Restate the data below word for word. Skip any images it contains.

• **Material to process**
————————

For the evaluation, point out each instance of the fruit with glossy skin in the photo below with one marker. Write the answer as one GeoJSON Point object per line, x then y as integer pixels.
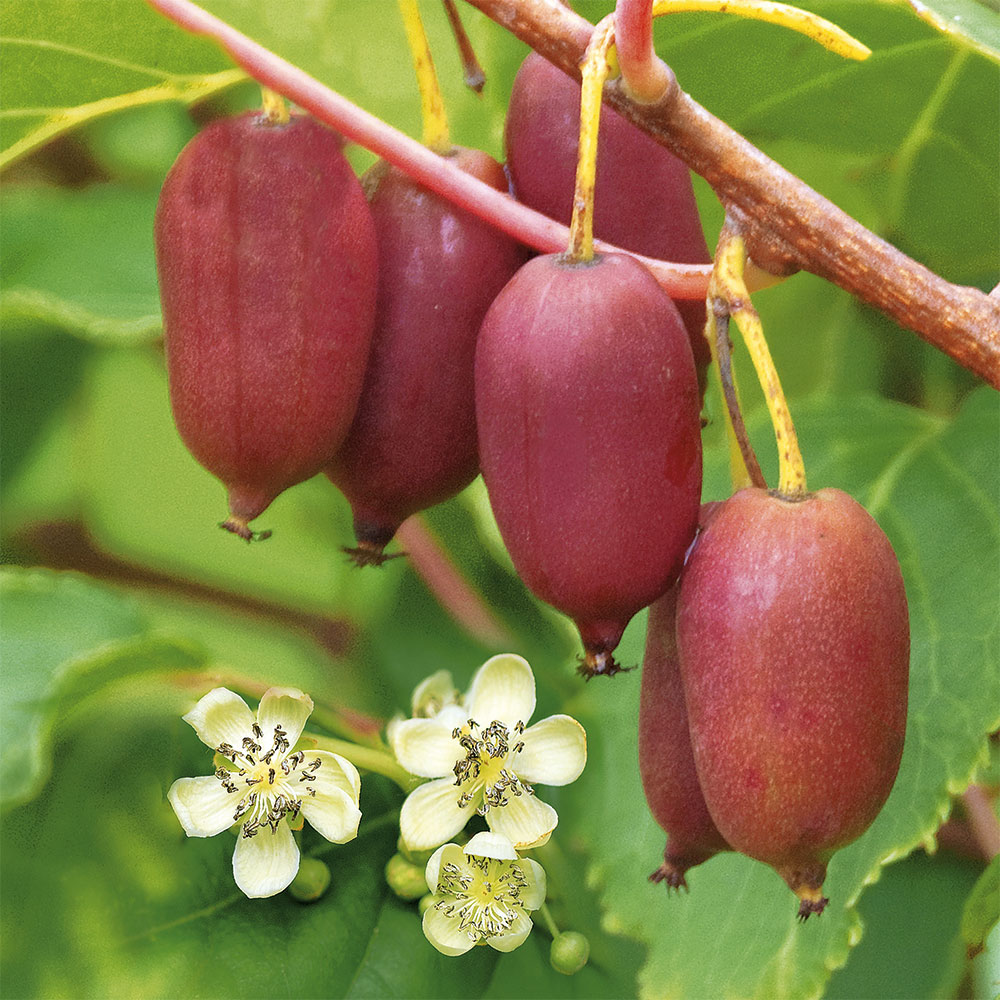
{"type": "Point", "coordinates": [666, 760]}
{"type": "Point", "coordinates": [589, 439]}
{"type": "Point", "coordinates": [793, 636]}
{"type": "Point", "coordinates": [413, 440]}
{"type": "Point", "coordinates": [643, 199]}
{"type": "Point", "coordinates": [267, 265]}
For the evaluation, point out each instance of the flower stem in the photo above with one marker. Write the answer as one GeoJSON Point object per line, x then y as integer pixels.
{"type": "Point", "coordinates": [368, 759]}
{"type": "Point", "coordinates": [475, 77]}
{"type": "Point", "coordinates": [730, 260]}
{"type": "Point", "coordinates": [744, 469]}
{"type": "Point", "coordinates": [820, 30]}
{"type": "Point", "coordinates": [595, 71]}
{"type": "Point", "coordinates": [646, 77]}
{"type": "Point", "coordinates": [433, 115]}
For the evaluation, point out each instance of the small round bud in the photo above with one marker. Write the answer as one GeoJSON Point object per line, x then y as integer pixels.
{"type": "Point", "coordinates": [312, 880]}
{"type": "Point", "coordinates": [569, 953]}
{"type": "Point", "coordinates": [405, 879]}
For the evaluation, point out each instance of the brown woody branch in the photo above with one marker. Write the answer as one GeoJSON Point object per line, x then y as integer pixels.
{"type": "Point", "coordinates": [789, 226]}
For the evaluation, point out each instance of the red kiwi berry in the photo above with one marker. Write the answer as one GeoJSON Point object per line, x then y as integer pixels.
{"type": "Point", "coordinates": [644, 200]}
{"type": "Point", "coordinates": [267, 265]}
{"type": "Point", "coordinates": [413, 440]}
{"type": "Point", "coordinates": [794, 645]}
{"type": "Point", "coordinates": [587, 407]}
{"type": "Point", "coordinates": [666, 760]}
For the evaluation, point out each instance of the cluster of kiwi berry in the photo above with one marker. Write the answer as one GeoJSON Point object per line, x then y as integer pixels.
{"type": "Point", "coordinates": [374, 332]}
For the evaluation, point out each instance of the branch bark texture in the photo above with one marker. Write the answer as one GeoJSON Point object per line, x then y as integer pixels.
{"type": "Point", "coordinates": [787, 225]}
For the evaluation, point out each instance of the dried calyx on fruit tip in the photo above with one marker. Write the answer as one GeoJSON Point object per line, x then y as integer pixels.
{"type": "Point", "coordinates": [793, 637]}
{"type": "Point", "coordinates": [587, 408]}
{"type": "Point", "coordinates": [666, 759]}
{"type": "Point", "coordinates": [413, 440]}
{"type": "Point", "coordinates": [267, 266]}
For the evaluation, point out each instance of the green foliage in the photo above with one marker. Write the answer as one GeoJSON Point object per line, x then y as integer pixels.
{"type": "Point", "coordinates": [903, 467]}
{"type": "Point", "coordinates": [96, 675]}
{"type": "Point", "coordinates": [66, 64]}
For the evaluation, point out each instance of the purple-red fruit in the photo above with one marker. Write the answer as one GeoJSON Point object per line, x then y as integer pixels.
{"type": "Point", "coordinates": [643, 200]}
{"type": "Point", "coordinates": [666, 760]}
{"type": "Point", "coordinates": [413, 440]}
{"type": "Point", "coordinates": [794, 645]}
{"type": "Point", "coordinates": [267, 264]}
{"type": "Point", "coordinates": [587, 406]}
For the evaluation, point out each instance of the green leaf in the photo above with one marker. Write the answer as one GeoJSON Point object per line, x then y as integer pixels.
{"type": "Point", "coordinates": [149, 501]}
{"type": "Point", "coordinates": [67, 63]}
{"type": "Point", "coordinates": [100, 284]}
{"type": "Point", "coordinates": [982, 910]}
{"type": "Point", "coordinates": [63, 638]}
{"type": "Point", "coordinates": [933, 486]}
{"type": "Point", "coordinates": [975, 23]}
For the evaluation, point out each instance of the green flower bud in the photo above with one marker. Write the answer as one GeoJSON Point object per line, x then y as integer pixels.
{"type": "Point", "coordinates": [405, 879]}
{"type": "Point", "coordinates": [312, 880]}
{"type": "Point", "coordinates": [569, 953]}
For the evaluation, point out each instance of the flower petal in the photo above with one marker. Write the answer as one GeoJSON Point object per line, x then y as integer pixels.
{"type": "Point", "coordinates": [336, 770]}
{"type": "Point", "coordinates": [284, 708]}
{"type": "Point", "coordinates": [431, 814]}
{"type": "Point", "coordinates": [491, 845]}
{"type": "Point", "coordinates": [425, 747]}
{"type": "Point", "coordinates": [533, 894]}
{"type": "Point", "coordinates": [514, 936]}
{"type": "Point", "coordinates": [445, 932]}
{"type": "Point", "coordinates": [333, 813]}
{"type": "Point", "coordinates": [202, 805]}
{"type": "Point", "coordinates": [503, 688]}
{"type": "Point", "coordinates": [443, 855]}
{"type": "Point", "coordinates": [555, 751]}
{"type": "Point", "coordinates": [221, 717]}
{"type": "Point", "coordinates": [525, 821]}
{"type": "Point", "coordinates": [265, 863]}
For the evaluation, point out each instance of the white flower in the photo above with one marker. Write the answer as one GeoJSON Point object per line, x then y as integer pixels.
{"type": "Point", "coordinates": [482, 894]}
{"type": "Point", "coordinates": [491, 759]}
{"type": "Point", "coordinates": [265, 785]}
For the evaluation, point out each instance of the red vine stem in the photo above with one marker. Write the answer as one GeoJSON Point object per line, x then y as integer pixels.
{"type": "Point", "coordinates": [645, 75]}
{"type": "Point", "coordinates": [681, 281]}
{"type": "Point", "coordinates": [788, 226]}
{"type": "Point", "coordinates": [446, 582]}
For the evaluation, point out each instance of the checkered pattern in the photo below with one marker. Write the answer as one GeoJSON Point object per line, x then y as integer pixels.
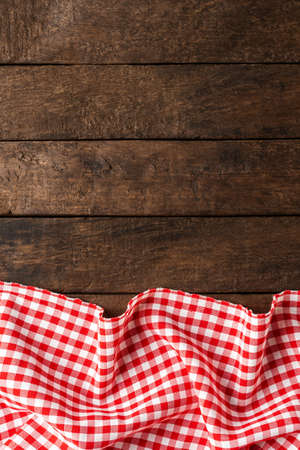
{"type": "Point", "coordinates": [176, 370]}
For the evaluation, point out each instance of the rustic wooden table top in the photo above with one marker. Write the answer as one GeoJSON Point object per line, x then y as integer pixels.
{"type": "Point", "coordinates": [150, 144]}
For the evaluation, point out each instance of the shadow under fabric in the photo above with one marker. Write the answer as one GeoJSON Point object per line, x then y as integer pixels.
{"type": "Point", "coordinates": [175, 370]}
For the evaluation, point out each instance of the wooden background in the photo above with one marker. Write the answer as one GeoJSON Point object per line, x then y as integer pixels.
{"type": "Point", "coordinates": [150, 143]}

————————

• **Result for this exercise**
For the evaluation, point out each instance of the fruit with glossy skin in the photo below with one marker. Write the answer as one GeoJSON Point object per line, x then y as integer pixels.
{"type": "Point", "coordinates": [666, 760]}
{"type": "Point", "coordinates": [589, 439]}
{"type": "Point", "coordinates": [793, 636]}
{"type": "Point", "coordinates": [413, 440]}
{"type": "Point", "coordinates": [643, 199]}
{"type": "Point", "coordinates": [267, 265]}
For the evaluation, point out each instance of the flower stem in the photo above with one marker. Write the answer as one GeoJSON Point object per line, x then y as integer pixels.
{"type": "Point", "coordinates": [368, 759]}
{"type": "Point", "coordinates": [475, 77]}
{"type": "Point", "coordinates": [730, 260]}
{"type": "Point", "coordinates": [744, 469]}
{"type": "Point", "coordinates": [820, 30]}
{"type": "Point", "coordinates": [595, 71]}
{"type": "Point", "coordinates": [646, 77]}
{"type": "Point", "coordinates": [433, 115]}
For the evaluation, point out each instance of the small round bud in the photo above with one marker. Write the answer as one GeoJSON Point object per line, x then y as integer pixels.
{"type": "Point", "coordinates": [312, 880]}
{"type": "Point", "coordinates": [569, 953]}
{"type": "Point", "coordinates": [405, 879]}
For the evaluation, point out each instance of the brown woody branch in the photo above with one marker. Write the answer as one GeoJSON Point object per line, x then y as integer pixels.
{"type": "Point", "coordinates": [789, 226]}
For the evaluation, point out each instance of the red kiwi berry in the photo above with one marker. Write the answer as one GeoJSON Point object per line, x then y as integer pixels.
{"type": "Point", "coordinates": [644, 200]}
{"type": "Point", "coordinates": [267, 265]}
{"type": "Point", "coordinates": [413, 440]}
{"type": "Point", "coordinates": [794, 645]}
{"type": "Point", "coordinates": [587, 407]}
{"type": "Point", "coordinates": [666, 760]}
For the evaluation, point out each instance of the cluster of kiwi berry in the photo above with one marker. Write the answer as one GeoJSON Point object per line, x then y as integer pixels.
{"type": "Point", "coordinates": [374, 332]}
For the evaluation, point out each instance of the branch bark texture in the photo above with one marker. Write the answer as one GeoJSON Point object per line, x then y as integer pixels.
{"type": "Point", "coordinates": [787, 225]}
For the evaluation, point out each instance of the dried calyx on fruit tip in the photo above with one marker. Write the answer as one GeoJSON Point object per line, x then y as integer pixels.
{"type": "Point", "coordinates": [793, 637]}
{"type": "Point", "coordinates": [587, 408]}
{"type": "Point", "coordinates": [666, 759]}
{"type": "Point", "coordinates": [413, 440]}
{"type": "Point", "coordinates": [267, 266]}
For the evaluation, point out each instance of the green foliage in the photo above with one marker. Write the answer as one GeoJSON Point object per line, x then y as integer pixels.
{"type": "Point", "coordinates": [903, 467]}
{"type": "Point", "coordinates": [96, 675]}
{"type": "Point", "coordinates": [66, 64]}
For the evaluation, point out each instance of the purple-red fruit in the photo above with one marker. Write the answer as one GeoJSON Point object per line, x then y as integer pixels.
{"type": "Point", "coordinates": [643, 200]}
{"type": "Point", "coordinates": [666, 760]}
{"type": "Point", "coordinates": [413, 440]}
{"type": "Point", "coordinates": [794, 645]}
{"type": "Point", "coordinates": [267, 264]}
{"type": "Point", "coordinates": [587, 406]}
For the evaluation, point out each instance of the green leaf in the photo above with one marker. Write the answer as one GeoJSON Point object per line, x then y as integer pixels.
{"type": "Point", "coordinates": [149, 501]}
{"type": "Point", "coordinates": [67, 63]}
{"type": "Point", "coordinates": [100, 284]}
{"type": "Point", "coordinates": [982, 910]}
{"type": "Point", "coordinates": [63, 638]}
{"type": "Point", "coordinates": [933, 486]}
{"type": "Point", "coordinates": [975, 23]}
For the evaluation, point out each instance of the green flower bud in the photo above with one marker. Write the answer as one GeoJSON Point object per line, x then y as integer pixels.
{"type": "Point", "coordinates": [405, 879]}
{"type": "Point", "coordinates": [312, 880]}
{"type": "Point", "coordinates": [569, 953]}
For the evaluation, point out each instance of the flower petal in the photo above with one marker. Write the answer as one GeoJSON Point object per line, x then y as integer pixels.
{"type": "Point", "coordinates": [336, 770]}
{"type": "Point", "coordinates": [284, 708]}
{"type": "Point", "coordinates": [431, 814]}
{"type": "Point", "coordinates": [491, 845]}
{"type": "Point", "coordinates": [425, 747]}
{"type": "Point", "coordinates": [533, 894]}
{"type": "Point", "coordinates": [514, 936]}
{"type": "Point", "coordinates": [445, 932]}
{"type": "Point", "coordinates": [333, 813]}
{"type": "Point", "coordinates": [202, 805]}
{"type": "Point", "coordinates": [503, 688]}
{"type": "Point", "coordinates": [443, 855]}
{"type": "Point", "coordinates": [555, 751]}
{"type": "Point", "coordinates": [221, 717]}
{"type": "Point", "coordinates": [525, 821]}
{"type": "Point", "coordinates": [265, 863]}
For the evaluation, point out each instance of the white flower in the photo above with one marker. Write the answer as one GeoJSON Point object per line, x then y as integer pixels.
{"type": "Point", "coordinates": [482, 894]}
{"type": "Point", "coordinates": [491, 759]}
{"type": "Point", "coordinates": [265, 785]}
For the evaluation, point out each instance of the red vine stem in the photo above with one marker. Write the answer as one GeoJSON Point object per line, x then y as integer pixels.
{"type": "Point", "coordinates": [645, 75]}
{"type": "Point", "coordinates": [681, 281]}
{"type": "Point", "coordinates": [788, 226]}
{"type": "Point", "coordinates": [446, 582]}
For the evaluation, point out each instance of the checkered pattern in the photo below with one marker. Write the answer as one GeoJSON Point object per line, x then y as integer pixels.
{"type": "Point", "coordinates": [176, 370]}
For the evaluation, point out each instance of the rustic wooden table top in the photo above with one marker. Write the answer as one GeoJSON Point object per line, x then y as integer pixels.
{"type": "Point", "coordinates": [150, 144]}
For the evaluation, point out each instance of the shadow under fabric in the photo above with one marker. Write the answer as one GeoJSON Point object per line, x then y as integer pixels.
{"type": "Point", "coordinates": [175, 370]}
For the evaluation, point out each instance of the wooden background in the photo above with one marker. Write the answer as one GeoJSON Point object per line, x then y as integer pixels.
{"type": "Point", "coordinates": [150, 143]}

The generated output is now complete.